▸ **TASK**: First find the line containing "the dark gray" in the data, then set it down exactly along with every line after it, through the last.

▸ **MATERIAL TO PROCESS**:
_____
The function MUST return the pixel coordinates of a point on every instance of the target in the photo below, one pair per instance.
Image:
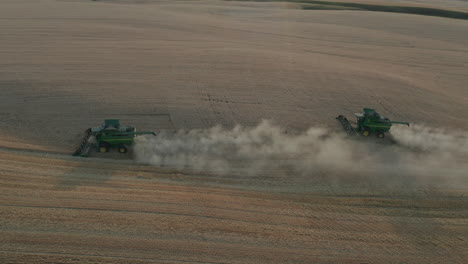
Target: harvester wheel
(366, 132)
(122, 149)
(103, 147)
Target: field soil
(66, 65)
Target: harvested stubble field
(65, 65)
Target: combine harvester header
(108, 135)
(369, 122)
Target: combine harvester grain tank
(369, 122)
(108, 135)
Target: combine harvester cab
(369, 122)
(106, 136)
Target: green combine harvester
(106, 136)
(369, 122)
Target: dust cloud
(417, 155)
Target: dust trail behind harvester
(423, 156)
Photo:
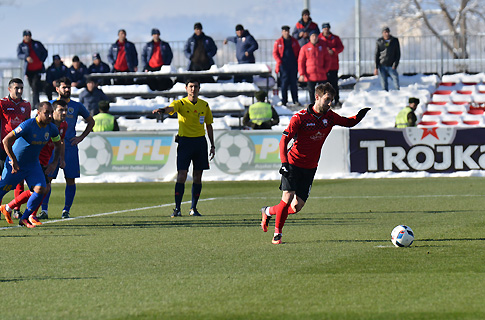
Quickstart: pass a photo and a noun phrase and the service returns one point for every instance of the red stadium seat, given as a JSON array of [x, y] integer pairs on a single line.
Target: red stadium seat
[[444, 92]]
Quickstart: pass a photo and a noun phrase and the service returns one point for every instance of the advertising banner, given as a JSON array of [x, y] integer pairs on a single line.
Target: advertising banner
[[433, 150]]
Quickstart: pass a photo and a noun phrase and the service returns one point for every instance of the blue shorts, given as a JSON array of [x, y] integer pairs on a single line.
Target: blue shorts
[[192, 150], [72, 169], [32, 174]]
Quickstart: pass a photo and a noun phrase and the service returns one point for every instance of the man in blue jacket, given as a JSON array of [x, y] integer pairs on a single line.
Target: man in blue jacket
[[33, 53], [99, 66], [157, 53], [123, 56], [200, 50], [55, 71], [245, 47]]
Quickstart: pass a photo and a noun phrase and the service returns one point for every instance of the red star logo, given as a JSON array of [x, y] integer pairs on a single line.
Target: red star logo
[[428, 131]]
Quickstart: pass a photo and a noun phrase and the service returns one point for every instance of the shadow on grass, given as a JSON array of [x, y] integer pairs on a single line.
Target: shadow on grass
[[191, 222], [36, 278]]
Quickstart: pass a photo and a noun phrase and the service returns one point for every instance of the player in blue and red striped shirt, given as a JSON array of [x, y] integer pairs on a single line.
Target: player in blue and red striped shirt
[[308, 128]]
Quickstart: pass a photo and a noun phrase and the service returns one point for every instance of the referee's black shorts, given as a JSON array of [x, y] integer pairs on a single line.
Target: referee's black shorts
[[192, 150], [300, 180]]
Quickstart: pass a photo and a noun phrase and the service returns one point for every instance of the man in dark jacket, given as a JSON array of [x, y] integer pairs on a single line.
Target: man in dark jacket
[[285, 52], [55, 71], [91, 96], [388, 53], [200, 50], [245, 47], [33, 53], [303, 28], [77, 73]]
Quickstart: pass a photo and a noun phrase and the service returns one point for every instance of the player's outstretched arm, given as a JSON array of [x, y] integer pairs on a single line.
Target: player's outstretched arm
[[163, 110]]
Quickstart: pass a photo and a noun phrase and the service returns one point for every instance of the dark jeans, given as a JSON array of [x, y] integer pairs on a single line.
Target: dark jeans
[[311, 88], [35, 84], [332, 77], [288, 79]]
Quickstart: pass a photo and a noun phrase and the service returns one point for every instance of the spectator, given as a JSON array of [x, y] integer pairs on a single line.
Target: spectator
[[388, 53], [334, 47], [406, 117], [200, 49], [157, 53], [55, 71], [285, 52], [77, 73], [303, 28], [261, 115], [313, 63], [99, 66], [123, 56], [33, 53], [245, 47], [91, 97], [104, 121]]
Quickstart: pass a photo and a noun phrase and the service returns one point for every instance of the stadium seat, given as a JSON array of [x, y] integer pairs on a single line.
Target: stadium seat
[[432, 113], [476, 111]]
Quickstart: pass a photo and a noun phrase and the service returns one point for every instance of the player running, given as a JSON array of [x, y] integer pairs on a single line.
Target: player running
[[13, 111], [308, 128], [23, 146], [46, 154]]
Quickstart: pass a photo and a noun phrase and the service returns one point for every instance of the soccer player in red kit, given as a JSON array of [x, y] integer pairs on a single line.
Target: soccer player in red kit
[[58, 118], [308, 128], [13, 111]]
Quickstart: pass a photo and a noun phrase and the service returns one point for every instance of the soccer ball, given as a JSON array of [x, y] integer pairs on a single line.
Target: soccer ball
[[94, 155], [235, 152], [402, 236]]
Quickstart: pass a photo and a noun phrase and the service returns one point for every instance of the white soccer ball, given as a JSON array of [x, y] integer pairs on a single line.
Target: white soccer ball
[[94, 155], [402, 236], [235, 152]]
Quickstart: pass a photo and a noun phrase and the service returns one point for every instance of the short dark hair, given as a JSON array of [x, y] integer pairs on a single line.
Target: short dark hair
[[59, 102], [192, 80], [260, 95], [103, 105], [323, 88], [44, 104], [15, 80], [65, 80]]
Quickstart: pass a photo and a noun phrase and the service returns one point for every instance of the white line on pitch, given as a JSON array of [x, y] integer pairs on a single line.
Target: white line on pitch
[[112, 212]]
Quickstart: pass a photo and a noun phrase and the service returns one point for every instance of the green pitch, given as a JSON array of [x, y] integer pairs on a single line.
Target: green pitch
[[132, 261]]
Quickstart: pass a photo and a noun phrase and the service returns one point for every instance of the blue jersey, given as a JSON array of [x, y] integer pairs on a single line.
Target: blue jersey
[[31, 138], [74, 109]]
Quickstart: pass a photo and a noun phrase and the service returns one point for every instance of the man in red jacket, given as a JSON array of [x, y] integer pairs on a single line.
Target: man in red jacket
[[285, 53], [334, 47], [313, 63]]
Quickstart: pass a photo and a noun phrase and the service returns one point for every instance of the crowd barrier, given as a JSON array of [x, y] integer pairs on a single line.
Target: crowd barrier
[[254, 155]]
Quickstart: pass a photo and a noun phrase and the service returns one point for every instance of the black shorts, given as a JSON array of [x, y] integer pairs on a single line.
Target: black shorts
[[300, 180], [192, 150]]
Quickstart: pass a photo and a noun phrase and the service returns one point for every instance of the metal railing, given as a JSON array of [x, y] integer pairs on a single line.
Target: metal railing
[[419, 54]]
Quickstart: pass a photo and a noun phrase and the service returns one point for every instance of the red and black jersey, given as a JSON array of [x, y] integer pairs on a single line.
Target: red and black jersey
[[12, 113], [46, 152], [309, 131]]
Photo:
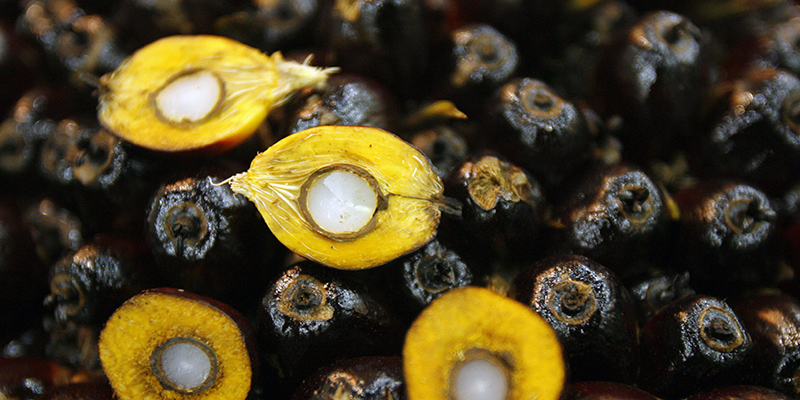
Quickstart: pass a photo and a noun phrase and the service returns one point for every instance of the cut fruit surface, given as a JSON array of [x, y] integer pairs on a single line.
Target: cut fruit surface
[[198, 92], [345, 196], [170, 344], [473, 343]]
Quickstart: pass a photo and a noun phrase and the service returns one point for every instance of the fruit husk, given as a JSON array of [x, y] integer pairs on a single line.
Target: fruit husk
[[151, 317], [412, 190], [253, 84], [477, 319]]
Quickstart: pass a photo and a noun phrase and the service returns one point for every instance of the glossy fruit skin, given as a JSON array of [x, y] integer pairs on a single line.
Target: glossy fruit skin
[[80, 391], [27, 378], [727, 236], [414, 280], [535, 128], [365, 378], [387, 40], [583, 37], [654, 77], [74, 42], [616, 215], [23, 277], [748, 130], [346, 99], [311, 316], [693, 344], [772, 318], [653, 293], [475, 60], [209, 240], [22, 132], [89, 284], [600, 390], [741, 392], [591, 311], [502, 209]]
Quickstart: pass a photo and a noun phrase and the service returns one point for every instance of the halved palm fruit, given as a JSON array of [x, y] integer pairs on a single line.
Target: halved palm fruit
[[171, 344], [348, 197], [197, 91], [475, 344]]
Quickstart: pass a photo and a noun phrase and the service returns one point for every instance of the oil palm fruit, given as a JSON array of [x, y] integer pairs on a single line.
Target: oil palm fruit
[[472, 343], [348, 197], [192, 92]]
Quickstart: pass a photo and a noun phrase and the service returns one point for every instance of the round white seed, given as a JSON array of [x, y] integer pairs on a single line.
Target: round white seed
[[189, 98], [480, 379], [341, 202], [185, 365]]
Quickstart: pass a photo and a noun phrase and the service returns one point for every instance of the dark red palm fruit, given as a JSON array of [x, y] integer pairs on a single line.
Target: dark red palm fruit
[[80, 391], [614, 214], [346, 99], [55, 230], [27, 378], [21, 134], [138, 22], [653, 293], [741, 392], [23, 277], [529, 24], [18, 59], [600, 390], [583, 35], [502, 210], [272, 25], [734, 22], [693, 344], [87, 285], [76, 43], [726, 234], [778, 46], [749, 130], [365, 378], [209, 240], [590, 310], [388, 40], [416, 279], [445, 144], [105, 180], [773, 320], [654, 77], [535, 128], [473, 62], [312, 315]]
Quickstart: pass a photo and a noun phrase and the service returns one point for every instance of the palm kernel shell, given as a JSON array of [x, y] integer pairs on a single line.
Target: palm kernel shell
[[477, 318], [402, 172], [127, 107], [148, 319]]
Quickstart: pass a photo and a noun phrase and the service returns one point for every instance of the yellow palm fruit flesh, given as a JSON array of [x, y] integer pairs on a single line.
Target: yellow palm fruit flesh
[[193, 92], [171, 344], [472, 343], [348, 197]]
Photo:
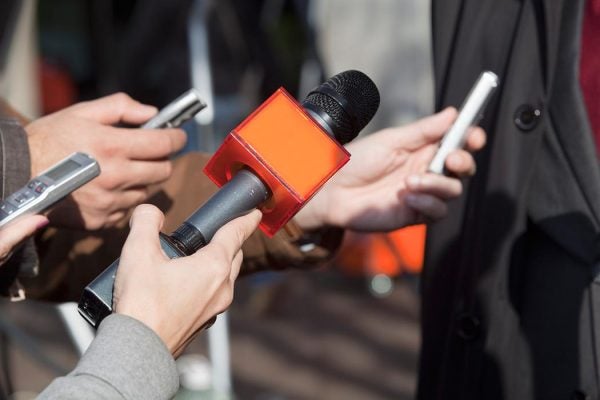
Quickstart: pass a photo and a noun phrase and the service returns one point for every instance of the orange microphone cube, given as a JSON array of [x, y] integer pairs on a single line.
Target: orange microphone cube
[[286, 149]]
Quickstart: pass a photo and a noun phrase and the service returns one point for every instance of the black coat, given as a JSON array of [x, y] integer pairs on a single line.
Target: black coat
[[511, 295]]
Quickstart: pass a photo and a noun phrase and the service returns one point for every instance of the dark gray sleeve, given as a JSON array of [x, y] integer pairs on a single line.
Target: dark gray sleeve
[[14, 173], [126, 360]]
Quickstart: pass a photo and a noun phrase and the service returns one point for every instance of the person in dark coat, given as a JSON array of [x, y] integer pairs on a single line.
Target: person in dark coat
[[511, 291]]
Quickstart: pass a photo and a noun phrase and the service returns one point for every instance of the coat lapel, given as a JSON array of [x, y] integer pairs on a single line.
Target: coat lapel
_____
▸ **RESULT OF THIS EXERCISE**:
Quickstart: pass a photo and a noun phrase and the service returns one point for every instance of the dark gray sleeve, given as a JSON array of [x, y] integer pairs on a single line.
Target: dark gray sleeve
[[14, 173], [126, 360]]
Quickstart: pass a photo and a noun phrase and the service returns one point for every instance of the person in dark coat, given as a JSON array of [x, y] integer pairs on a single line.
Target: person in dark coat
[[511, 291]]
Quickstart: pass a photo and a noun phrase and the service returns one point for every instance of the coat lapel, given as a JSON array of [x, y] integer pairs on a single line.
Target: coat lapel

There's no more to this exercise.